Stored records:
────────────────
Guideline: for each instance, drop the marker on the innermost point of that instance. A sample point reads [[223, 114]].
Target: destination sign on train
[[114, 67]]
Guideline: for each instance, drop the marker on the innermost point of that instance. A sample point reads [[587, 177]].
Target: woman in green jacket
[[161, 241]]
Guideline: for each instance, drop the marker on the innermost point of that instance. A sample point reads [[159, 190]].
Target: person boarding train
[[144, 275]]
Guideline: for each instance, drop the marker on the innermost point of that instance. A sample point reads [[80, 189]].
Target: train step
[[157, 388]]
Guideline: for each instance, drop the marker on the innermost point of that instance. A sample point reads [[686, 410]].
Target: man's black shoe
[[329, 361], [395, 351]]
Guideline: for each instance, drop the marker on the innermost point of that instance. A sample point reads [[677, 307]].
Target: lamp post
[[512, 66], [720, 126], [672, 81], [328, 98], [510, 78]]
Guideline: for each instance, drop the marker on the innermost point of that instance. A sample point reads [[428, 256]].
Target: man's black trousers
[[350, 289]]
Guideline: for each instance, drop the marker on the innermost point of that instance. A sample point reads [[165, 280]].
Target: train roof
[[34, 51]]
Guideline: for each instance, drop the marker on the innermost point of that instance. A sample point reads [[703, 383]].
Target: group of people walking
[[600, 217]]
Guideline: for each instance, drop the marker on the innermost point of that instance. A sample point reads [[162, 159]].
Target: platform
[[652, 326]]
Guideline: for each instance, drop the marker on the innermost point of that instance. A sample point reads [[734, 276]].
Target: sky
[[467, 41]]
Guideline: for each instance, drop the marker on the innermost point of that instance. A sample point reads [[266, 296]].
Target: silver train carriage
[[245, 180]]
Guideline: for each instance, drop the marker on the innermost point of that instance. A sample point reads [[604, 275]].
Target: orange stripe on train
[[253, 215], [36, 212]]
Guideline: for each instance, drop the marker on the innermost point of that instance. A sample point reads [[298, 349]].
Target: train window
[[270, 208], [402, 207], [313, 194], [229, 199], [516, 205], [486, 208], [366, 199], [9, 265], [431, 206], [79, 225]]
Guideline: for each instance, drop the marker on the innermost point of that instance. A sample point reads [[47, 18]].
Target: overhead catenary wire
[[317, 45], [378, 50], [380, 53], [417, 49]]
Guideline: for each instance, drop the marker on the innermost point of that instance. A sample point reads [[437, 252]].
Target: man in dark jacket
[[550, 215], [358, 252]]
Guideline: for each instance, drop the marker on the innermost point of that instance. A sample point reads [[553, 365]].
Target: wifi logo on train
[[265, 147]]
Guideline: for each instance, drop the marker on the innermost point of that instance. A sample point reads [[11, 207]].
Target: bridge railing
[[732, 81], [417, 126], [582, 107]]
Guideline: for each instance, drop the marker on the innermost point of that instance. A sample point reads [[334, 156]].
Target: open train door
────────────────
Problem to work on
Can you reproduce the entries above with every "train" swapped for "tram" and everything else left unchanged?

Task result
Guideline: for each instance, drop the marker on the innermost point of that instance. A sample point reads [[223, 114]].
Target: destination sign on tram
[[114, 67]]
Guideline: for each instance, drop the marker on the innermost point of that instance. A sample point reads [[587, 177]].
Target: woman in green jacket
[[161, 241]]
Guideline: for each instance, drop the marker on the innermost point of that instance. A sample point reads [[159, 190]].
Target: person boarding tram
[[144, 275]]
Guideline: for each instance, drop the marker on the innermost point of that instance. A sample point reads [[80, 189]].
Target: tram step
[[157, 388]]
Guideline: for each instance, drop the marker on the innermost point of that instance. A sample point reads [[686, 410]].
Target: man's black shoe
[[329, 361], [395, 351]]
Guideline: for each instance, drop the marker on the innermost point of that instance. A sample point reads [[677, 307]].
Target: lamp post
[[512, 66], [720, 126], [672, 81], [328, 98], [510, 78]]
Guideline: for each instance, drop the marker on the innermost point of that instance. A sample point reads [[428, 256]].
Target: man's black trousers
[[350, 289]]
Guideline: for each instance, drop the marker on the innermost point of that instance. A sample point reads [[165, 280]].
Target: tram roof
[[34, 51]]
Guideline: for each instance, drop the marker on the innermost point of that instance. A sample point reads [[703, 383]].
Target: group of people walking
[[600, 217]]
Guideline: for each instance, drop the marker on the innermost point of that instance. A sample point reads [[162, 159]].
Target: platform
[[652, 326]]
Guideline: for each instance, drop the marker on the innermost point of that instance. A sample point reads [[734, 276]].
Target: sky
[[467, 41]]
Guideline: for each instance, drop the marker on the innermost point of that instance. A sample point reads [[266, 296]].
Target: silver tram carriage
[[245, 180]]
Guideline: for each instance, drop the marker on the innermost point of that instance. A sample point reads [[604, 275]].
Target: orange stripe on tram
[[253, 215], [36, 212]]
Guideline: for each instance, drop the marker on the innermost point of that instance. A sample point reads [[298, 349]].
Target: tram window
[[270, 208], [402, 207], [313, 194], [229, 199], [516, 205], [486, 208], [366, 199], [9, 265], [431, 206], [79, 225]]
Guideline: for each instance, drop the marker on the innermost point of that instance. A sample point reads [[47, 18]].
Target: overhead catenary wire
[[317, 45], [378, 50], [380, 53], [417, 49]]
Guideline: for each instance, drop the marker on the innermost point of that instance. A sample point reads [[437, 252]].
Target: man in dark jacket
[[550, 215], [358, 252]]
Guideline: for each instance, drop the marker on the innermost point of that instance. A sample point reads [[553, 365]].
Target: wifi logo on tram
[[265, 147]]
Guideline: for each instance, drop the marker on the innermost point of that instance. A sample point reads [[11, 207]].
Target: bridge railing
[[732, 81], [417, 126], [582, 107]]
Guideline: for each instance, drop the marker on the innermost point of that instance. A sample point reads [[334, 156]].
Target: open tram door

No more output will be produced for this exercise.